§ RECORDS PROVIDED:

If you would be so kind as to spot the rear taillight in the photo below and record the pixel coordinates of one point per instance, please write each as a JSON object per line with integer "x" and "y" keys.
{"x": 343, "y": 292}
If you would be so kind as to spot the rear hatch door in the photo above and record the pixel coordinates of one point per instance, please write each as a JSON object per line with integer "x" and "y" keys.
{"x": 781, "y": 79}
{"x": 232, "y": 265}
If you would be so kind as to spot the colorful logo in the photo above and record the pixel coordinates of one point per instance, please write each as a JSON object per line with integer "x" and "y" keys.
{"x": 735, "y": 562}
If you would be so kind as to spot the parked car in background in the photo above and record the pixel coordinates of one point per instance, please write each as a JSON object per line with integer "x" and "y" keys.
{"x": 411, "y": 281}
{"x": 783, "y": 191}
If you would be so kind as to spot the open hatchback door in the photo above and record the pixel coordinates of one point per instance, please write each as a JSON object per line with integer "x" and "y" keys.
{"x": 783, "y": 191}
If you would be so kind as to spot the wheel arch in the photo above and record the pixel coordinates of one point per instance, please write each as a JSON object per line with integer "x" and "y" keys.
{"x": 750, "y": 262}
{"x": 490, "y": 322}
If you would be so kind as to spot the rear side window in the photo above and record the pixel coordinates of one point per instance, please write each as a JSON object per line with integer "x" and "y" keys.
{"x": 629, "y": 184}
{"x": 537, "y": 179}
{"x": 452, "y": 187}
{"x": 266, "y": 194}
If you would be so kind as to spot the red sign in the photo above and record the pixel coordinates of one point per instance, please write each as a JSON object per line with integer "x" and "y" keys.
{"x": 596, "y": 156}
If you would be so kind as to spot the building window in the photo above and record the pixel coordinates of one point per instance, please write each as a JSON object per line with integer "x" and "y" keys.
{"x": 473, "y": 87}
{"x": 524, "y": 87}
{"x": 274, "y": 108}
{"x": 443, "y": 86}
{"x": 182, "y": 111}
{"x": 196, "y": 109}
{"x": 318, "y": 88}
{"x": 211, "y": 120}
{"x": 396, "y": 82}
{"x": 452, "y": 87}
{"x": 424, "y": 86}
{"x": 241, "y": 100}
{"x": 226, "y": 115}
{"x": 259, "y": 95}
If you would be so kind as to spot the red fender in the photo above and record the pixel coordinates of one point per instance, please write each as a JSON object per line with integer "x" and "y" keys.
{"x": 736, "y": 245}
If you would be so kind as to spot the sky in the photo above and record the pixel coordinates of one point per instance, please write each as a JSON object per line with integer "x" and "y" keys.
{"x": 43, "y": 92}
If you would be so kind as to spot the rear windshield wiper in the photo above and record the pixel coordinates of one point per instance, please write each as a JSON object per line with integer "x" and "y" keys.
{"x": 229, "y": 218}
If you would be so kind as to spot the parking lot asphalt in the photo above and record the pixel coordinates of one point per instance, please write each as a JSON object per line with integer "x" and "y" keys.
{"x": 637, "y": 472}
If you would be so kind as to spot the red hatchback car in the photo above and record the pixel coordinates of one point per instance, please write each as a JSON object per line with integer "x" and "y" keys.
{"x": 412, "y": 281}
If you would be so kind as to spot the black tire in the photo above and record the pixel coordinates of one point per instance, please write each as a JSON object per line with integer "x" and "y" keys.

§ EXERCISE:
Restate the whole of the material exactly.

§ WRITTEN REPLY:
If you would be so kind as to spot the rear taillight in the photo below and record the pixel coordinates of one point per instance, please write each as a JSON object per line with integer "x" and "y" keys.
{"x": 343, "y": 292}
If you would be so kind as to spot the rear hatch door in the photo above and record the pixel coordinates of one point per instance, please write each as a JSON object per line with integer "x" and "y" keys.
{"x": 781, "y": 79}
{"x": 232, "y": 265}
If you would be so kind as to spot the colorful logo in the photo above and record the pixel coordinates of one point per instance, please write each as a JSON object per line with integer "x" and "y" keys.
{"x": 735, "y": 562}
If you would be so kind as to spot the parked car in background in the photo above and record the pixel coordinates of one point per instance, please write each as a JSON object per line with integer "x" and "y" keys.
{"x": 411, "y": 281}
{"x": 783, "y": 191}
If you would be so kind as to spot the open hatchback door in the photo above and record the pixel coordinates of one point per instance, please write each as a JSON object per line with integer "x" and "y" keys.
{"x": 783, "y": 191}
If you would be so kind as to spot the wheel arch in the photo above and record the pixel coordinates of one point per instance, please write each as a JSON object per line with integer "x" and "y" keys.
{"x": 750, "y": 262}
{"x": 490, "y": 322}
If you would be so kind as to spot the rear side window in the photo above and record the pixel coordinates of one point per instance, please write each as a JSON object per line with integer "x" and "y" keys.
{"x": 629, "y": 184}
{"x": 537, "y": 179}
{"x": 452, "y": 187}
{"x": 266, "y": 194}
If you would be so kind as to spot the red sign in the photo above and record the pixel coordinates of one point per instance, please write each as a JSON object per line with integer "x" and "y" keys.
{"x": 596, "y": 156}
If you would be so kind as to spot the building window in the photo above and record the pixel coordinates of one point per instance, please write each as a JSON object per line with integer "x" and "y" keys.
{"x": 473, "y": 87}
{"x": 524, "y": 87}
{"x": 274, "y": 108}
{"x": 443, "y": 86}
{"x": 182, "y": 111}
{"x": 196, "y": 109}
{"x": 318, "y": 88}
{"x": 211, "y": 120}
{"x": 396, "y": 82}
{"x": 452, "y": 87}
{"x": 424, "y": 86}
{"x": 241, "y": 100}
{"x": 226, "y": 115}
{"x": 259, "y": 95}
If you would be so kind as to spot the red fender in the photo above and record the pixel coordinates of one point per instance, please write each as a JSON object per line with integer "x" and "y" keys.
{"x": 736, "y": 245}
If you would be so kind as to spot the sky in the photo above and record the pixel coordinates of one point per instance, please write each as a JSON object per line with integer "x" and "y" keys.
{"x": 43, "y": 92}
If you would be so kind as to spot the rear windshield wiper in the photo above and record the pixel coordinates of one point per instance, please write each as a JSON object per line with integer "x" and "y" keys.
{"x": 229, "y": 218}
If you would be so kind as to spot the parking lot asphalt in the photo above and record the pixel coordinates of one point per instance, please write each as a JSON object per line with integer "x" and "y" keys.
{"x": 637, "y": 472}
If you would be so kind as to spot the red hatchback car in the photo above and record the pixel coordinates of one point per instance, please write each as a JSON object per line with integer "x" and "y" keys.
{"x": 412, "y": 281}
If you would be so kind as to spot the black tire in the photo above and record the pixel coordinates of one point per instance, please write each as a JSON object per line with integer "x" and "y" keys.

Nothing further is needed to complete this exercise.